● **Your tasks**:
A. In the banana fiber concrete passage, by how much did flexural strength rise with 2% banana fibers by volume after 28 days, compared to ordinary concrete?
B. Update the stretch from "To the best" through "of natural fibers." in the banana fiber concrete passage, replacing "beamlets" with "prisms".

● **Document**:
** start **

Banana fiber reinforced concrete with 2% banana fibers by volume had increased compression, split, and flexural strength up to 29.6%, 30.7%, and 179%, respectively, as compared to ordinary concrete after 28 days [8]. The addition of 0.2% of banana fiber increases the tensile strength of concrete [9]. Flexural, split tensile, and flexural strengths were enhanced using modified banana fibers (AMBF) [10]. The toughness index of concrete increased when adding fiber in concrete [11].

To the best of the author’s knowledge, only research [6] has been conducted on the flexural properties of banana fiber reinforced concrete (BFRC). Sustainability, which should be an important part of any research, has not been linked with flexural properties of fiber-reinforced concrete in any research. In order to achieve the desired properties, a flexural test was performed on beamlets to analyze the behavior of banana fiber-reinforced concrete during flexural loading. The addition of fibers in concrete decreases the modulus of rupture but enhances the toughness index of concrete because of the good energy absorption properties of natural fibers.

** end **

● **Data**:
** start **

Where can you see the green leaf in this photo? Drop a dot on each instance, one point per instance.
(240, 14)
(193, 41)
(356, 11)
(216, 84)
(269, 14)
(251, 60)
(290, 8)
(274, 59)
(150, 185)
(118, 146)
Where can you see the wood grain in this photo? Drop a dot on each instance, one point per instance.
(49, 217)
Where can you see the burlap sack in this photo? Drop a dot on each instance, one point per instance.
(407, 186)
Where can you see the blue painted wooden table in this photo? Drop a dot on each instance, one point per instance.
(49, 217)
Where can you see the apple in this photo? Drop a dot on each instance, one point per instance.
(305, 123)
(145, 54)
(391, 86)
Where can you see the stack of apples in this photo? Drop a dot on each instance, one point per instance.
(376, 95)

** end **
** start **

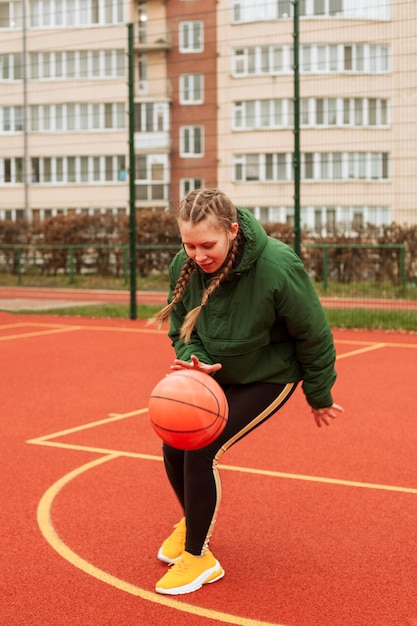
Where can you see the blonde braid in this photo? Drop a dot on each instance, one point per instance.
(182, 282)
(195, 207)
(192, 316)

** end **
** start **

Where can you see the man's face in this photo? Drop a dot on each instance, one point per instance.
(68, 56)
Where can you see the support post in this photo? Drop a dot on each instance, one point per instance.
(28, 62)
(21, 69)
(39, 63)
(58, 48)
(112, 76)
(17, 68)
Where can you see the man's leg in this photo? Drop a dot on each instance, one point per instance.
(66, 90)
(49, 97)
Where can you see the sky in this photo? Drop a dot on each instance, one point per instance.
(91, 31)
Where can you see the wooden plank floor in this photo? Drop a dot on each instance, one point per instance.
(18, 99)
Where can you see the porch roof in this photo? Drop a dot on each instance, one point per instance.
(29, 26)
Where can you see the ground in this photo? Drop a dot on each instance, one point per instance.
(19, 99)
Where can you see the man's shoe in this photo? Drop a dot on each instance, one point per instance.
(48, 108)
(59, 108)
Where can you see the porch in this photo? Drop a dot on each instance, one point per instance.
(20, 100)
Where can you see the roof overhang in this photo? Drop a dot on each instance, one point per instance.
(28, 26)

** end **

● **Responses to the tasks**:
A. Up to 179%.

B.
To the best of the author’s knowledge, only research [6] has been conducted on the flexural properties of banana fiber reinforced concrete (BFRC). Sustainability, which should be an important part of any research, has not been linked with flexural properties of fiber-reinforced concrete in any research. In order to achieve the desired properties, a flexural test was performed on prisms to analyze the behavior of banana fiber-reinforced concrete during flexural loading. The addition of fibers in concrete decreases the modulus of rupture but enhances the toughness index of concrete because of the good energy absorption properties of natural fibers.